[Location identification items]

....................

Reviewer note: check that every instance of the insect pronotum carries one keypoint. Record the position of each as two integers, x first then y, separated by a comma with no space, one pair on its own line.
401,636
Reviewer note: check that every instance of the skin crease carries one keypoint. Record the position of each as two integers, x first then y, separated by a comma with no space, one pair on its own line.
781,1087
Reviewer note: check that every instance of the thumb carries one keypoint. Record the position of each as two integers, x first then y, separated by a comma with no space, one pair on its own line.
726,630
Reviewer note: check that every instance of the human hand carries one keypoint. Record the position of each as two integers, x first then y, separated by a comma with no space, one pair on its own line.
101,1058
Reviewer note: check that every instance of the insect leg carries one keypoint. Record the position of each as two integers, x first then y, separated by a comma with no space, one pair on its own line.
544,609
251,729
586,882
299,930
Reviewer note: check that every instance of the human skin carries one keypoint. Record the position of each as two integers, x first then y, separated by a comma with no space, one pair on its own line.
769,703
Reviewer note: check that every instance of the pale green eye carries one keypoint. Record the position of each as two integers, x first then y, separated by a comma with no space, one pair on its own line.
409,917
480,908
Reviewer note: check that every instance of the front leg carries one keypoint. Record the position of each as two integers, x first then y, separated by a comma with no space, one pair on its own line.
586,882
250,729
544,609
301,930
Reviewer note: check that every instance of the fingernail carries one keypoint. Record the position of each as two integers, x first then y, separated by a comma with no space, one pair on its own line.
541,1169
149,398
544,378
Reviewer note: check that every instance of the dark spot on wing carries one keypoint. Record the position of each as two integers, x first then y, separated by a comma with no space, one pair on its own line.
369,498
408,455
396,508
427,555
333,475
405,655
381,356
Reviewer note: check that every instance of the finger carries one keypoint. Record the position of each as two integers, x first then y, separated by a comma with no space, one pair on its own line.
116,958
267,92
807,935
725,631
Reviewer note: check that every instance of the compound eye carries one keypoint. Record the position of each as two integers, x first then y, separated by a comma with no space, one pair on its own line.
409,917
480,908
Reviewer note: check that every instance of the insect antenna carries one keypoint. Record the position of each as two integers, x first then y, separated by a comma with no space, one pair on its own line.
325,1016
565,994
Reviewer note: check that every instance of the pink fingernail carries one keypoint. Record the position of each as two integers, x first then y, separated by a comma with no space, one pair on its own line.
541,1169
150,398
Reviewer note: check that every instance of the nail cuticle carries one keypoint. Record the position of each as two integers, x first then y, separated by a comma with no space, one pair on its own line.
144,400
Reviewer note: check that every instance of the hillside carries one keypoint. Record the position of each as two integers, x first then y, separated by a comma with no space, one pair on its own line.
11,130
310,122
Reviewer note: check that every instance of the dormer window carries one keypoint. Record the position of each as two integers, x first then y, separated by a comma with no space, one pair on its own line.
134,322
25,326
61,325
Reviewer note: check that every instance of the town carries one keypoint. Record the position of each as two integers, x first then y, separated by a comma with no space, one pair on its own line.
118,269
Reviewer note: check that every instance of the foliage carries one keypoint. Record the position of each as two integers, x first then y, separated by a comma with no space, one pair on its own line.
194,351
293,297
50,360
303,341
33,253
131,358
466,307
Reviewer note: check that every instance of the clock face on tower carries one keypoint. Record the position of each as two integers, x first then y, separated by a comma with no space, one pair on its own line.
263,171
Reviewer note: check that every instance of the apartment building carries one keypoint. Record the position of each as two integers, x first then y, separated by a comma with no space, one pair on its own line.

....................

Reproduce the entries above exactly.

Reviewer note: check that every instance of the insect pronotum carries one keypoint. Record the position of each as two integers, x first then y, separated by a comma with no space, one pair on its own line.
401,636
Reviewer note: check that every instance of the skin crease carries one keypoint. Record the position of each as two integers, x first then y, separated by a comma with no space, one pair on its own line.
781,1087
Reviewer note: check that every instance of the thumb carries one keypoint. Record the position of each as two integers, x first then y, separated by a comma with no space, one pair on its own line.
726,630
Reviewer note: check that every instance of the human hand carries one keypoint. Record the position of each as two integers, x first then y, separated by a comma with no space, one pair on its own line.
101,1058
Reviewer note: check that every instance of the insect leg carries one keypoint. Record the position of each as two integers, x first then y, separated by a comma with no space, one pair on its own line.
544,609
251,729
586,882
299,930
Reviewer note: check that every instance of the human skin carries one keypoint. Record the position of each as two integers, x first then y, separated by a comma with no space, one pair on its own line.
769,703
Reviewer note: check that every instance of the pale green eye carries one keypoint. Record the position of each as two integers, x first then y, separated by a comma with no space, one pair on its own line.
409,917
480,908
Reviewer note: check that every instance of the front leg carries one keypoint. Record the position of each as two integers, x first then y, separated by a comma with no space, one pair on its own line.
586,882
250,729
544,609
301,930
Reviewer note: check that every instance of the fingernail carries one keypoint. Record the position of each as two integers, x first then y, separated by a comma with no space, one pair on its own line.
541,1169
149,398
544,378
Reviewer note: check that every instance of the dark spot on wing carries one keypoint. Record the position of each as two integers, x first then y, separated by a comma with no space, one pair on its own line.
369,498
408,455
396,508
427,555
333,475
405,655
381,356
Reviewer note: check that every instance of the finger carries one keypoint. Record the position of each as two integers, x first then y, separated by a comma with no space, one pair on its own line.
116,958
267,92
807,935
725,631
Reviewer note: check that every instance of the compound eye carries one keypoint. Record the position of each as two integers, x first then y, separated by a comma with no space, one pair on its own line.
409,917
480,908
Reviewer note: check that every instance of the insect antenna carries one keypoint. Record the position of each as two integers, x first then y, separated by a comma with no space, one pair on its own line.
325,1016
565,994
Reviewer note: check that every instance of the pink fingernail carries one keypoint. Record the position of each as two integers, x first then y, separated by a comma with no space, one pair on its own line.
541,1169
150,398
Reviewer note: check that every instance of the nail cuticle carries one keypoint. Record the position of each as two integers, x first then y, separated by a comma with no space, one pair on its own line.
144,400
Reviewer note: check that every instance of the hillside carries one keypoint. Record the position of each as two integers, x first then y, separated by a comma with no space, one pair on its own line.
11,130
310,122
Reviewer note: check that every instance of the dormer window carries one keypoint. Record the position of each as two integers, x first then y, separated by a comma with no space, one pair on its own line.
134,322
25,326
61,325
Reviewer note: check that every instance of the town carries one keypoint. Record the position of each as two integers, x first then y, separated by a comma with no space, one pair on its own line.
118,269
Reviewer note: check that every instance of the foliage carries one keypoint. Record the position of each as two integers, x first then y, separated by a comma with no space, one pair on its own line.
194,351
293,297
50,360
303,341
33,253
131,358
466,307
Reviewer note: check that every instance of the clock face on tower carries one keypoint. Record the position of each as two integers, x first then y, separated by a comma with no space, one pair on its own line.
263,171
Reviewer note: check that every instance of the apartment building carries one keypoint. Record the position of each as two integers, x first then y, separated by a comma with no space, one pair on its own line.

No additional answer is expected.